(What is expected): Make an exact copy of the entries below and leave any picture out of it.

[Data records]

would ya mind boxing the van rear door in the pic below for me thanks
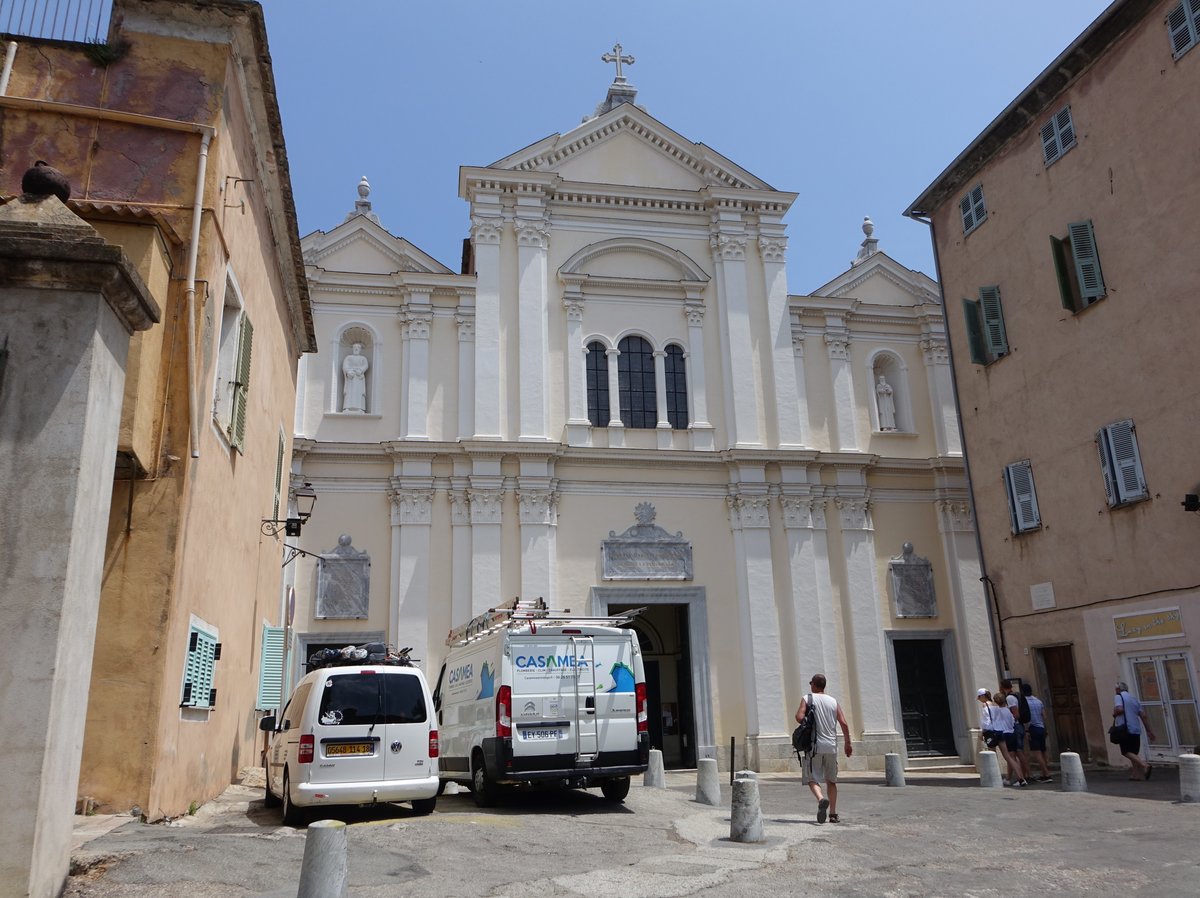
[312,671,389,785]
[377,670,434,783]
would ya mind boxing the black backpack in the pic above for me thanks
[792,694,815,756]
[1016,691,1032,724]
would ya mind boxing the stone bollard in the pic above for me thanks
[297,819,348,898]
[884,753,906,787]
[696,757,721,806]
[1059,751,1087,793]
[643,748,666,788]
[1179,753,1200,802]
[730,775,764,843]
[978,750,1003,788]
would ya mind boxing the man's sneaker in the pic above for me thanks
[1036,775,1053,783]
[1017,779,1029,786]
[1002,779,1012,786]
[817,797,829,824]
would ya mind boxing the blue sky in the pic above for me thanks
[259,1,1110,293]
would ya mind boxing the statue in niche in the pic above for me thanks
[889,542,936,618]
[875,375,896,431]
[341,342,369,412]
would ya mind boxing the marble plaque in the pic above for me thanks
[888,542,936,618]
[602,503,693,581]
[316,534,370,619]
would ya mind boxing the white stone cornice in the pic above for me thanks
[517,488,559,526]
[468,488,504,524]
[834,496,873,531]
[758,236,787,263]
[388,488,434,525]
[937,499,975,533]
[470,216,504,245]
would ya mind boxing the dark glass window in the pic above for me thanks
[665,344,688,430]
[618,336,656,429]
[586,341,609,427]
[318,672,427,725]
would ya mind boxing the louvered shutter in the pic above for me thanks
[959,194,975,234]
[1049,235,1076,311]
[1005,462,1041,533]
[960,184,987,234]
[257,626,286,710]
[1068,220,1106,303]
[181,627,218,709]
[1168,0,1199,58]
[1095,430,1118,506]
[230,315,254,451]
[1040,120,1061,166]
[978,286,1009,357]
[1055,107,1076,154]
[962,299,987,365]
[1104,420,1149,504]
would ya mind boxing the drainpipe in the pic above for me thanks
[0,41,17,96]
[906,210,1008,679]
[185,130,212,458]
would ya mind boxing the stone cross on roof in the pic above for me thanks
[601,43,634,83]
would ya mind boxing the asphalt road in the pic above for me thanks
[64,765,1199,897]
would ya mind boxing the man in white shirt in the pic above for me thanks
[794,673,852,824]
[1113,681,1156,781]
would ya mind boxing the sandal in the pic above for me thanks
[829,813,840,823]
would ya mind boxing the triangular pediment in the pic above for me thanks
[812,251,938,307]
[302,214,452,276]
[490,103,776,193]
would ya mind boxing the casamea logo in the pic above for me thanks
[514,654,596,669]
[448,663,473,684]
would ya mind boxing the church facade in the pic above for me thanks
[288,72,995,770]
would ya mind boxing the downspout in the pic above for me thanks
[0,41,18,96]
[185,130,213,458]
[906,210,1008,679]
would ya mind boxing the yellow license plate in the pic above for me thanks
[326,742,373,756]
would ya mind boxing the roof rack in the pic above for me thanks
[445,597,643,647]
[305,644,418,672]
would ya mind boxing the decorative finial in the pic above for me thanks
[601,43,635,83]
[357,176,370,200]
[853,214,880,266]
[21,160,71,202]
[862,216,874,238]
[345,175,380,225]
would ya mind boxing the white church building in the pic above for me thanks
[285,63,996,771]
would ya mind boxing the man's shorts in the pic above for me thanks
[1010,722,1026,751]
[1119,732,1142,756]
[1027,725,1047,753]
[804,751,839,785]
[983,730,1002,749]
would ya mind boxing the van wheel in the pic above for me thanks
[436,779,447,796]
[601,777,630,802]
[411,796,436,815]
[263,774,281,808]
[281,770,305,827]
[471,755,500,808]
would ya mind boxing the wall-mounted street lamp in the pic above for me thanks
[261,483,317,538]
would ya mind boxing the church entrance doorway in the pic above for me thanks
[893,638,956,756]
[609,603,696,769]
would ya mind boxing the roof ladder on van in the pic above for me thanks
[445,597,646,647]
[571,635,599,763]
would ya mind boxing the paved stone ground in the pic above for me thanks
[63,765,1197,897]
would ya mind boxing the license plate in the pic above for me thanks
[325,742,373,756]
[520,727,565,741]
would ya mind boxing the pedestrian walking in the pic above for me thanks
[1113,681,1156,781]
[795,673,852,824]
[999,679,1029,785]
[1021,683,1053,782]
[976,689,1025,786]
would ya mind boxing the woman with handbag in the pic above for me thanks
[1112,682,1156,781]
[977,689,1025,786]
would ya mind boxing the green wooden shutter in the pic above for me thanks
[1050,235,1076,311]
[978,286,1009,357]
[257,626,286,710]
[181,627,218,709]
[962,298,987,365]
[1068,220,1106,303]
[230,315,254,451]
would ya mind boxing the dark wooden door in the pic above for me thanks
[893,639,957,756]
[1040,645,1088,760]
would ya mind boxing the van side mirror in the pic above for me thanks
[259,715,276,732]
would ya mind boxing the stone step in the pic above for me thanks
[904,755,968,770]
[903,764,977,775]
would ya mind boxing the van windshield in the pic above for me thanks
[318,673,427,725]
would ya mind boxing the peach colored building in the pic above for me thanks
[907,0,1200,765]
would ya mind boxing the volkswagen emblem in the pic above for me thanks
[390,740,402,753]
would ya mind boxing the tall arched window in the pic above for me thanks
[586,341,609,427]
[618,335,656,428]
[665,343,688,429]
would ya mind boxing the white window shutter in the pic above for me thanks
[978,286,1009,356]
[1068,220,1106,302]
[1041,120,1061,166]
[1005,462,1041,533]
[230,316,254,452]
[1055,107,1076,154]
[971,185,987,227]
[1096,429,1118,506]
[1168,1,1198,58]
[1105,419,1149,503]
[960,194,975,234]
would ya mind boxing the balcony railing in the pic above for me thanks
[1,0,112,44]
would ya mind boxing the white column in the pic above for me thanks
[653,349,671,449]
[516,211,550,441]
[456,309,475,441]
[826,331,858,451]
[471,215,504,439]
[389,484,433,672]
[564,292,590,445]
[605,347,624,447]
[449,470,472,630]
[760,235,804,448]
[834,494,902,756]
[403,292,431,440]
[791,322,813,448]
[937,499,994,728]
[713,231,761,447]
[922,334,962,456]
[729,481,786,766]
[294,353,309,436]
[684,300,714,450]
[469,457,504,616]
[781,491,843,702]
[517,461,558,607]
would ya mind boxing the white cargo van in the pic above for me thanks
[432,600,648,806]
[260,661,439,825]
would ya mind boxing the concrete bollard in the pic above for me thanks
[1179,753,1200,802]
[730,775,764,843]
[696,757,721,806]
[297,819,348,898]
[1059,751,1087,793]
[734,768,757,781]
[884,753,906,787]
[643,748,666,788]
[978,750,1003,788]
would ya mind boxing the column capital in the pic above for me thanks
[921,336,950,366]
[468,488,504,525]
[758,236,787,263]
[517,488,559,526]
[834,496,873,531]
[684,302,705,327]
[455,312,475,341]
[937,499,975,533]
[515,216,550,249]
[470,216,504,245]
[564,297,585,321]
[780,495,827,530]
[824,331,851,361]
[388,488,434,525]
[448,489,471,526]
[727,491,771,529]
[711,233,747,261]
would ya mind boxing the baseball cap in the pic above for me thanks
[976,688,989,697]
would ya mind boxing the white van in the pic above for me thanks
[432,601,648,806]
[260,662,439,825]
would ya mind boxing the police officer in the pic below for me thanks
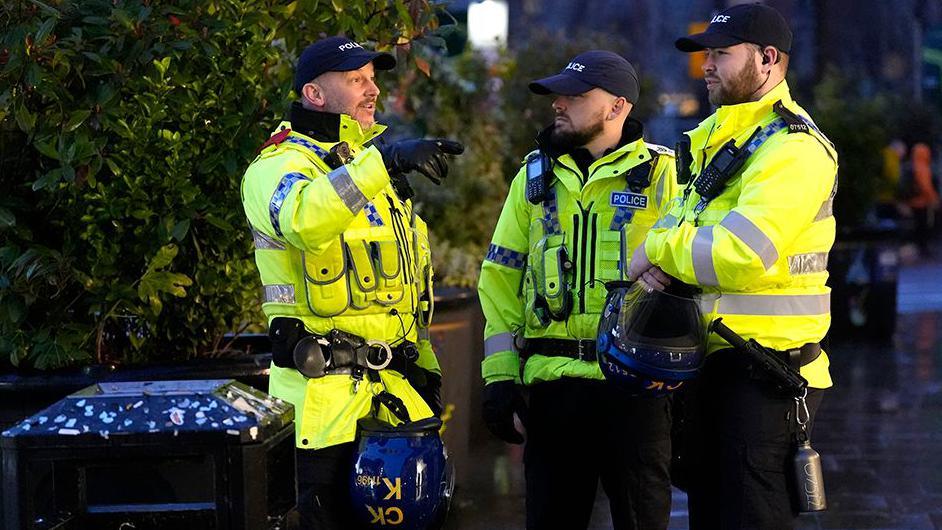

(Response box):
would ya mind boxing the van rear door in the pic below for me thanks
[312,671,389,785]
[377,670,434,783]
would ya mind boxing the black backpack in the pic above for me thanks
[792,694,815,756]
[1016,691,1032,724]
would ya mind boxing the stone bollard in the pic above for me thanks
[297,819,348,898]
[884,753,906,787]
[696,757,721,806]
[1059,751,1087,793]
[643,748,666,788]
[1179,753,1200,802]
[730,775,764,843]
[978,750,1003,788]
would ya mind boxing the man's sneaker in the pic above for me thanks
[1036,775,1053,783]
[1017,779,1029,786]
[1002,779,1012,786]
[817,797,829,824]
would ya mind boxing the blue sky in the pic above for me thanks
[259,1,1110,293]
would ya mind boxing the statue in niche in the pic above for me thanks
[889,542,936,618]
[875,375,896,431]
[341,342,369,412]
would ya mind boxing the marble plaque in the pic above for me thanks
[888,542,936,618]
[602,503,693,581]
[316,534,370,619]
would ya mind boxing the white stone cornice in the pic above for me thanks
[517,488,559,526]
[468,488,504,524]
[834,496,873,531]
[758,236,787,263]
[388,488,434,525]
[937,499,975,533]
[470,216,504,245]
would ya mind boxing the dark glass window in the pic above for me thanks
[665,344,688,430]
[618,336,656,429]
[586,341,609,427]
[318,672,427,725]
would ya mind boxing the louvered shutter in the pic above for me thanks
[959,194,975,234]
[1049,235,1076,311]
[1005,462,1041,533]
[960,184,987,234]
[257,626,286,710]
[1068,220,1106,303]
[181,627,218,709]
[1168,0,1199,58]
[1095,430,1118,506]
[230,315,254,451]
[1040,120,1061,166]
[978,286,1009,357]
[1055,107,1076,154]
[962,299,987,365]
[1104,420,1149,504]
would ya mind boxing the drainpipe in the pic above for me thanks
[0,41,17,96]
[906,210,1008,679]
[185,130,212,458]
would ya mind boxing the stone cross on roof in the pic above for me thanks
[601,43,634,83]
would ya mind boxing the asphalt road in the pic above for me thanks
[64,765,1199,897]
would ya mind boxing the man in white shirt in the pic above for me thanks
[794,673,852,824]
[1113,681,1156,781]
would ya mind boxing the sandal in the pic above for me thanks
[829,813,840,823]
would ya mind boxing the triangular pediment in the pic above for me thanks
[812,251,938,307]
[302,214,452,276]
[490,103,776,193]
would ya mind boxing the casamea logo in the pic above for me thanks
[514,654,596,669]
[448,663,473,684]
would ya mind boxing the church facade in the pic above for me thanks
[288,72,995,770]
would ya mind boxing the downspout in the pic above for me thanks
[0,41,18,96]
[185,130,213,458]
[906,210,1008,679]
would ya mind boxing the yellow license plate in the pic above for me thanks
[326,742,373,756]
would ya mind boxing the roof rack in the pic above for me thanks
[445,597,643,647]
[305,644,418,672]
would ya mind boxing the decorative finial in the pic above for me thanks
[601,43,635,83]
[357,176,370,200]
[853,214,880,266]
[21,160,71,202]
[862,216,874,238]
[345,175,380,225]
would ya mind boxing the white church building in the pic above for me thanks
[285,63,996,771]
would ya mind boxing the man's shorts in the pic above for me thanks
[1010,722,1026,751]
[1119,732,1142,756]
[1027,725,1047,753]
[804,751,839,785]
[983,730,1002,749]
would ya mind boxing the van wheel in the pic above for me thanks
[436,779,447,796]
[601,777,630,802]
[411,796,436,815]
[263,774,281,808]
[281,770,305,827]
[471,755,500,808]
would ya mind boxing the wall-mounted street lamp in the pic above for me thanks
[261,483,317,538]
would ya mind boxing the church entrance doorway in the pic above for me thanks
[893,638,956,756]
[609,603,696,769]
would ya mind boxing the roof ladder on van in the pic above for me thanks
[445,597,646,647]
[571,635,599,763]
would ya mind boxing the paved stone ground in the pic above for me thanks
[63,765,1197,897]
would ya mind boxing the license plate in the pic above for me thanks
[325,742,373,756]
[520,727,565,741]
would ya mind boxing the pedestrian walking in the pic above for me thanks
[1113,681,1156,781]
[795,673,852,824]
[999,679,1029,785]
[1021,683,1053,782]
[976,689,1025,786]
would ya mind boxing the woman with handbag in the pic above for me thanks
[1112,682,1156,781]
[977,689,1025,786]
would ya mind boxing the green wooden shutter in the pic above for me thanks
[1050,235,1076,311]
[978,286,1009,357]
[257,626,286,710]
[181,627,218,709]
[962,298,987,365]
[1068,220,1106,303]
[230,315,254,451]
would ya mind boxing the dark wooden door in the pic above for me thanks
[893,639,957,756]
[1040,645,1088,760]
would ya mind boxing the van side mirror in the pic above for me thanks
[259,715,276,732]
would ya mind boxing the stone step in the pic above for me thanks
[904,755,968,770]
[903,764,977,775]
would ya mind boxing the van windshield in the pic above for me thanks
[318,673,427,725]
would ya mind boxing the peach colored building in the pic above for me thanks
[907,0,1200,765]
would ya mind boxing the volkswagen emblem in the pic above for me thanks
[390,740,402,753]
would ya mind boxing the tall arched window in the pic above for me thanks
[586,341,609,427]
[618,335,656,428]
[665,343,688,429]
would ya mind boxing the white window shutter in the pic above for me thanks
[978,286,1009,356]
[1068,220,1106,302]
[1041,120,1061,166]
[1005,462,1041,533]
[230,316,254,452]
[1055,107,1076,154]
[971,185,987,227]
[1096,429,1118,506]
[1168,1,1198,58]
[1105,419,1149,503]
[960,194,975,234]
would ya mind boxing the balcony railing in the pic above for me thanks
[1,0,112,44]
would ya mind boxing the white column in the pic above for me thanks
[653,349,671,449]
[516,211,550,441]
[456,309,475,441]
[826,331,858,451]
[471,215,504,439]
[389,484,433,672]
[564,292,590,445]
[605,347,624,447]
[449,470,472,630]
[760,235,804,448]
[834,494,902,756]
[403,292,431,440]
[791,322,813,448]
[937,499,994,728]
[713,231,761,447]
[922,334,962,456]
[729,481,786,766]
[294,353,309,436]
[684,300,714,450]
[469,457,504,616]
[781,491,843,702]
[517,461,558,607]
would ya mind boxing the white cargo van in the pic above for me thanks
[432,600,648,806]
[260,661,439,825]
would ya mind boxing the concrete bollard in the pic above for me thanks
[1179,753,1200,802]
[730,775,764,843]
[696,757,721,806]
[297,819,348,898]
[1059,751,1087,793]
[734,768,757,781]
[884,753,906,787]
[643,748,666,788]
[978,750,1003,788]
would ya mind boxing the column capital in the pic above for me thanks
[921,336,950,366]
[468,488,504,525]
[758,236,787,263]
[517,488,559,526]
[834,496,873,531]
[684,302,705,327]
[455,312,475,341]
[937,499,975,533]
[515,216,550,249]
[470,216,504,245]
[564,297,585,321]
[780,495,827,530]
[824,331,851,361]
[388,488,434,525]
[448,489,471,526]
[727,491,771,529]
[711,233,747,261]
would ya mind boxing the baseball cap in the pic above for me thanks
[976,688,989,697]
would ya mind boxing the white van in the pic above for me thanks
[432,601,648,806]
[260,662,439,825]
would ya mind boxing the police officer in the pic below for me thanks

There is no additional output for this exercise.